- [Jobs]
1) Answer these questions using the passage on fear and greed in investing.
(a) Which two investment strategies does the passage say are often set against each other?
(b) What meaning does the passage give for greed?
(c) Who used the phrase "irrational exuberance" to describe the overall market?
2) Repeat word for word the portion of the passage on fear and greed in investing starting with "In the investing" and going on through "of these emotions.".

- [Page]
(begin)
In the investing world, one often hears about the juxtaposition between value investing and growth investing and although understanding these two strategies is fundamental to building a personal investment strategy, it is important to understand the influence of fear and greed on the financial markets. There are countless books and various courses devoted to this topic. This article demonstrates what happens when an investor gets overwhelmed by one or both of these emotions.
So often, investors get caught up in greed (excessive desire). After all, most of us have a desire to acquire as much wealth as possible in the shortest amount of time.
This get-rich-quick mentality makes it hard to maintain gains and keep to a strict investment plan over the long term, especially amid such a frenzy or as the former American Federal Reserve Chairman, Alan Greenspan, put it, the “irrational exuberance” of the overall market. It’s times like these when it is crucial to maintain an even keel and stick to the basic fundamentals of investing, such as maintaining a long-term horizon and avoiding getting swept up in the latest craze.
(end)
Point placement records
(begin)
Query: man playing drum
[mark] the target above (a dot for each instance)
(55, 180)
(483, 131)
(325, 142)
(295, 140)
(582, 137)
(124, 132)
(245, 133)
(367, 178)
(end)
- [Answers provided]
1)
(a) Value investing and growth investing.
(b) Excessive desire.
(c) Alan Greenspan, the former American Federal Reserve Chairman.

2)
In the investing world, one often hears about the juxtaposition between value investing and growth investing and although understanding these two strategies is fundamental to building a personal investment strategy, it is important to understand the influence of fear and greed on the financial markets. There are countless books and various courses devoted to this topic. This article demonstrates what happens when an investor gets overwhelmed by one or both of these emotions.